#### [PROBLEM DETAILS]
Reproduce exactly the lines beginning with the line that contains "target | tidal swash" and ending at the final line of the material below.

#### [ENTRIES SUPPLIED]
....................
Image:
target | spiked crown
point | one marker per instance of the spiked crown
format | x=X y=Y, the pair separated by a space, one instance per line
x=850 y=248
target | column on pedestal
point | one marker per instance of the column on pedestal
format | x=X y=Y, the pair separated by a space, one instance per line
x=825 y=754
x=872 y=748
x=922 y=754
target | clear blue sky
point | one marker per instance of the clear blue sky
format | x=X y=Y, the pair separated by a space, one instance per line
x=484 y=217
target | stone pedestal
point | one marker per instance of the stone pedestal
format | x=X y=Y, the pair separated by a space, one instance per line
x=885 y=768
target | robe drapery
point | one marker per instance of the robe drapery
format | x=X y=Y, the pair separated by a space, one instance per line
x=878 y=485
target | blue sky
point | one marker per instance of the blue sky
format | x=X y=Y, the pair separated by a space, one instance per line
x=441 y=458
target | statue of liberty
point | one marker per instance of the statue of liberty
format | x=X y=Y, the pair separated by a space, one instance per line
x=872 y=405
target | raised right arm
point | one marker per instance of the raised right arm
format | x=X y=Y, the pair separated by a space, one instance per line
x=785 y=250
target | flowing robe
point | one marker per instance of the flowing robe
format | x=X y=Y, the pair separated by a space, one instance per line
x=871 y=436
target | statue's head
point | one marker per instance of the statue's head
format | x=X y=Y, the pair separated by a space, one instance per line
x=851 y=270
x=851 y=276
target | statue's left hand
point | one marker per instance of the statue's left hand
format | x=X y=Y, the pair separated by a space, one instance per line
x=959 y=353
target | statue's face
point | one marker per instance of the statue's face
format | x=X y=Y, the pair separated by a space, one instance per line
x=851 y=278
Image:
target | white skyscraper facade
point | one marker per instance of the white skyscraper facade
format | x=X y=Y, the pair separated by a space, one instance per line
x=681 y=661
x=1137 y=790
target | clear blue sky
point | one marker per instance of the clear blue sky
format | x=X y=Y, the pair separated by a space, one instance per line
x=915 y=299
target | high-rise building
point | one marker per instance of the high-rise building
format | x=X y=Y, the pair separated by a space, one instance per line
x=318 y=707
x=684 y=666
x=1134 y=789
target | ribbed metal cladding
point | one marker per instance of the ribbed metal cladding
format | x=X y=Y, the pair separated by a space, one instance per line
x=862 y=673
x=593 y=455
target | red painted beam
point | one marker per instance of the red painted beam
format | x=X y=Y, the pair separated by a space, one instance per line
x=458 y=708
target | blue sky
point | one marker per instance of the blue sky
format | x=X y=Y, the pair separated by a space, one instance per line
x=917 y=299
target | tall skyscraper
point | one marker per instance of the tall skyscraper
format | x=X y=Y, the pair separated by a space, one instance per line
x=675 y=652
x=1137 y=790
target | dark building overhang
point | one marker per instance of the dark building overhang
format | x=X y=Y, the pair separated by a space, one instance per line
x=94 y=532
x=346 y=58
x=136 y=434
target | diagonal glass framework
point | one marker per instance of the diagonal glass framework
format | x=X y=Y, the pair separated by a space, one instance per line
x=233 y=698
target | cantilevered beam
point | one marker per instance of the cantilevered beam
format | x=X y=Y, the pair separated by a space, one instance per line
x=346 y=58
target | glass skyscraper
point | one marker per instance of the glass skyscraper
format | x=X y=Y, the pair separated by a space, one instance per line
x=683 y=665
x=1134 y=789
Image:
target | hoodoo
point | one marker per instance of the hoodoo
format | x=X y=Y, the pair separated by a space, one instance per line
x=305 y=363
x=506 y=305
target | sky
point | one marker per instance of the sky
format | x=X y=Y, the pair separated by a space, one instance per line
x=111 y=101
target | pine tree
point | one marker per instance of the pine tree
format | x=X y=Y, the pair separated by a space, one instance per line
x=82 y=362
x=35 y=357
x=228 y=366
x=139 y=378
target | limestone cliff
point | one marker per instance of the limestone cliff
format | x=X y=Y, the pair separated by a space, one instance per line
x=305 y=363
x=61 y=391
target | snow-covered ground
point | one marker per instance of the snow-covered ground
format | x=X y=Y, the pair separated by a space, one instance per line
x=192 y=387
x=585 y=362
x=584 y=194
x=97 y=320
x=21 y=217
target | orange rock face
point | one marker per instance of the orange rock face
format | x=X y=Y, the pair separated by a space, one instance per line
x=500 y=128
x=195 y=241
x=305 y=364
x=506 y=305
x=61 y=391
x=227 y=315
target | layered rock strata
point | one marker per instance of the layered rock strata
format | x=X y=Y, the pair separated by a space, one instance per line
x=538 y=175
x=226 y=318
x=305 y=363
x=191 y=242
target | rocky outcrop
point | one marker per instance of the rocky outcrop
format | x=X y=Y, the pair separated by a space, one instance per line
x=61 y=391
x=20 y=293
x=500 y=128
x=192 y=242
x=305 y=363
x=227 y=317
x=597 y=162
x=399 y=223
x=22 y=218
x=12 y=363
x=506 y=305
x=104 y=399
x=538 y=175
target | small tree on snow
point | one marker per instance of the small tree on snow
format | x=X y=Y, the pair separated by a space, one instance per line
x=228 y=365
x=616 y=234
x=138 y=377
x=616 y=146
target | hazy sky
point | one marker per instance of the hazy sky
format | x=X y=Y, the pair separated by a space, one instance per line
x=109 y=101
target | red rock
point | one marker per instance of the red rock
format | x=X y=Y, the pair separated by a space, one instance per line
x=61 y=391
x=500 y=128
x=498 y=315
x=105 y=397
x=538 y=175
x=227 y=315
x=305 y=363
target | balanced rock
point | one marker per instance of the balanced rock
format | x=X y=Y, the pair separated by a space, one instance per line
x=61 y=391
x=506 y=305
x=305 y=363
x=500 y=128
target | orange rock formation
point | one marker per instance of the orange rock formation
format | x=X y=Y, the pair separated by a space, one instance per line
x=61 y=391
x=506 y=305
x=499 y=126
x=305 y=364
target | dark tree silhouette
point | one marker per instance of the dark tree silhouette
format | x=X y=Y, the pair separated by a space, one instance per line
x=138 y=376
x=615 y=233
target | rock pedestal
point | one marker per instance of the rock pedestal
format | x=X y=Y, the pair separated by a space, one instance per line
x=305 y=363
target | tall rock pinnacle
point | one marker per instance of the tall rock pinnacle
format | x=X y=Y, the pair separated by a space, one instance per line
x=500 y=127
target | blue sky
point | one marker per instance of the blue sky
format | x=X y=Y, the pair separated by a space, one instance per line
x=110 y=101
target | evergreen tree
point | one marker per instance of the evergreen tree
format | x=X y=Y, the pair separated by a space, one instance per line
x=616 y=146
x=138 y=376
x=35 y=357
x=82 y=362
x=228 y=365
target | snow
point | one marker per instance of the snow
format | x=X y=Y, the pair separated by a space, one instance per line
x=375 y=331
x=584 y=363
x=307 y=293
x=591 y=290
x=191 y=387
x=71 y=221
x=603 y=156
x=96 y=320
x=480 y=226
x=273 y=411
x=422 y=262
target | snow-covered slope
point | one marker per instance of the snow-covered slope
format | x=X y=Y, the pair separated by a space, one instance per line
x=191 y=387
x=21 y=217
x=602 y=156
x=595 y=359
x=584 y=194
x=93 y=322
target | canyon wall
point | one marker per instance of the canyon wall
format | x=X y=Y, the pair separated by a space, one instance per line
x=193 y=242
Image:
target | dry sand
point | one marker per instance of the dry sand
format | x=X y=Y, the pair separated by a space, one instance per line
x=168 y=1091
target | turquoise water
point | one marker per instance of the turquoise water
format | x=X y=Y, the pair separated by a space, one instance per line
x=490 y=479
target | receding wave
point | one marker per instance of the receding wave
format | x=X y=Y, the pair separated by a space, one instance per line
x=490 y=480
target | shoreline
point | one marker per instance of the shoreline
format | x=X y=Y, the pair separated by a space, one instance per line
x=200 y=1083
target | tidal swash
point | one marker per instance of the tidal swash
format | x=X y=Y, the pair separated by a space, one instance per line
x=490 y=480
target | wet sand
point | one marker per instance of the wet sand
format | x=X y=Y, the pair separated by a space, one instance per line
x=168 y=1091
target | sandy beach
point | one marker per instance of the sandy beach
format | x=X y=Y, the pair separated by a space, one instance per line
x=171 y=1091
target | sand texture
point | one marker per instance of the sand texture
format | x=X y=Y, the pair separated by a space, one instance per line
....................
#### [WRITTEN ANSWER]
target | tidal swash
point | one marker per instance of the tidal swash
format | x=X y=Y, the pair separated by a space, one instance per line
x=490 y=480
target | wet sand
point | one marker per instance of the wet sand
format | x=X y=Y, the pair separated by a space, one instance per line
x=168 y=1091
target | sandy beach
point | one marker per instance of the sandy beach
format | x=X y=Y, the pair separated by a space, one instance per line
x=171 y=1091
target | sand texture
point | one marker per instance of the sand texture
format | x=X y=Y, the pair separated by a space, one instance per line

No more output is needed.